EXCERPTED TEXT:
BEGIN

Amid all the screaming, panic-mongering headlines about Ebola, there are real issues that affect thousands of lives around the world. Take, for example, the intense debate arising over how to treat it – and what happened when two infected Americans were given an experimental new protocol.
This week, the New York Times reports that aid workers Kent Brantly and Nancy Writebol, who are currently in isolation in Emory hospital, are apparently responding well to ZMapp, the so-called secret serum that could hold the key to treating and even curing Ebola. The drug, made by Mapp Biopharmaceutical, uses passive immunotherapy – supplying antibodies directly to the patient to stimulate the immune system to attack the virus. So far, it has shown highly promising results in animal studies. And with a death toll in West Africa climbing toward 1,000 -- and even more individuals infected -- the international community is now asking if the drug can be made available there – while grappling with whether it should be. This week health specialists including Peter Piot, who co-discovered the virus in 1976, issued a joint statement that "Experimental treatments shouldn't be rolled out generally without prior safety testing, but in the face of the critical challenge in West Africa, the WHO and Western medical agencies should be helping countries weigh the risks and benefits of limited deployment of the best (drug and vaccine) candidates to those in the greatest need, while continuously monitoring safety and efficacy … These dire circumstances call for a more robust international response … African governments should be allowed to make informed decisions about whether or not to use these products, for example to protect and treat healthcare workers who run especially high risks of infection." They added their belief that if Ebola was a threat in the West, the health system "would begin discussions with companies and labs developing these products and then make rapid decisions about which of them might be appropriate for compassionate use."

END

PROBLEMS AND TASKS:
**A.** In the Ebola article, which company makes ZMapp?
**B.** Return the passage of the Ebola article from "Amid all the" to "experimental new protocol.", word for word.
**C.** Extend the Ebola treatment article beyond its final sentence.

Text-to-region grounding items
BEGIN

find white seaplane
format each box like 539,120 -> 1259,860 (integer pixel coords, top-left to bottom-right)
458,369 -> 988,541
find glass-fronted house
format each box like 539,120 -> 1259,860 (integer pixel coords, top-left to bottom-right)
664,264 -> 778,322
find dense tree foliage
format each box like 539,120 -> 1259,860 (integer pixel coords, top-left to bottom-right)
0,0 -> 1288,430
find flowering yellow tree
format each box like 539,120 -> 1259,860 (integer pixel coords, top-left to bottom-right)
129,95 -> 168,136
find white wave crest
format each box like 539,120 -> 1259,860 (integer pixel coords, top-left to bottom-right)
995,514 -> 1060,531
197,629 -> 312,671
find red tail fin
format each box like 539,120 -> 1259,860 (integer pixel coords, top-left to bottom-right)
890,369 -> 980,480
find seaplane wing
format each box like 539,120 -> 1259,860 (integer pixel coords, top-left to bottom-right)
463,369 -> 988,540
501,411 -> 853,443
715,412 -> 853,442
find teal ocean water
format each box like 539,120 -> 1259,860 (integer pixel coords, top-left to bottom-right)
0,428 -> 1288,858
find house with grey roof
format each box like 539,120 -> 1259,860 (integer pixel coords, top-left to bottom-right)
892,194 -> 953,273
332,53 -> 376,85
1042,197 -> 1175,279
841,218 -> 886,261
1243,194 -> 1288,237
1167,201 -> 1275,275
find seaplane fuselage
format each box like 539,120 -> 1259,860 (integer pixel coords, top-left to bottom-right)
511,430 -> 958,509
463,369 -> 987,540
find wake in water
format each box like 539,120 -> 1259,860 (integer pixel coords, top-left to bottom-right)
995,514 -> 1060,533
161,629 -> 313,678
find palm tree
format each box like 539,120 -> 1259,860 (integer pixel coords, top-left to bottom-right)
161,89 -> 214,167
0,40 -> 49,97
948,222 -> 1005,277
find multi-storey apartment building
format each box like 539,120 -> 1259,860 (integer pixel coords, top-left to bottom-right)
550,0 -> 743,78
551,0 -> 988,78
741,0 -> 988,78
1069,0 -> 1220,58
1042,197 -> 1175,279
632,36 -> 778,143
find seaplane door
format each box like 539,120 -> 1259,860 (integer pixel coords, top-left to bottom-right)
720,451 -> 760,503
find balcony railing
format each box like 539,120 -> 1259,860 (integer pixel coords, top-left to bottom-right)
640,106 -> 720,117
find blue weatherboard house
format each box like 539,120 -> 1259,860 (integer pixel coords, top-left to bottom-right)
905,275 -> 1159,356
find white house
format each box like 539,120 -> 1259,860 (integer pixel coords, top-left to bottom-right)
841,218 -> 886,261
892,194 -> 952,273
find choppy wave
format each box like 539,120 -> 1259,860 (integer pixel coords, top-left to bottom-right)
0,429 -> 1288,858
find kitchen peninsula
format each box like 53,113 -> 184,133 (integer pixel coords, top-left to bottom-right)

END

RESPONSES TO THE TASKS:
**A.** Mapp Biopharmaceutical

**B.**
Amid all the screaming, panic-mongering headlines about Ebola, there are real issues that affect thousands of lives around the world. Take, for example, the intense debate arising over how to treat it – and what happened when two infected Americans were given an experimental new protocol.

**C.**
But the process of bringing a treatment to the public is an often lengthy and complex one, even when dealing with simply trying to attain approval within the U.S. Doing it on an international scale is far more complicated, a race that in this case is pitting scientific advancement and drug production against a deadly outbreak. ZMapp has not been approved by the FDA, nor even previously tried in human clinical trial. And as Mapp itself explains, "As such, very little of the drug is currently available." The ethical issues surrounding ZMapp are further complicated by the fact that the serum is derived from tobacco. Reynolds American owns the factory where the drug is made. Saving lives is urgent business. Research, meanwhile, is painstakingly slow. On Wednesday, President Obama stated, "We've got to let the science guide us and I don't think all the information is in on whether this drug is helpful."
I have an intimate appreciation for many of these issues myself. Three years ago, when I was facing metastatic melanoma, I entered the first cohort of a Phase 1 immunotherapy clinical trial that would combine a very recently FDA approved monoclonal called Ipilimumab with a new monoclonal anti PD1 drug. It was the first time it had been tried on humans. I got lucky – two years later my trial's results were appearing in the New England Journal of Medicine, and being hailed as a "remarkable" development by the American Society of Clinical Oncology. In 2013, cancer immunotherapy was awarded the designation of scientific breakthrough of the year.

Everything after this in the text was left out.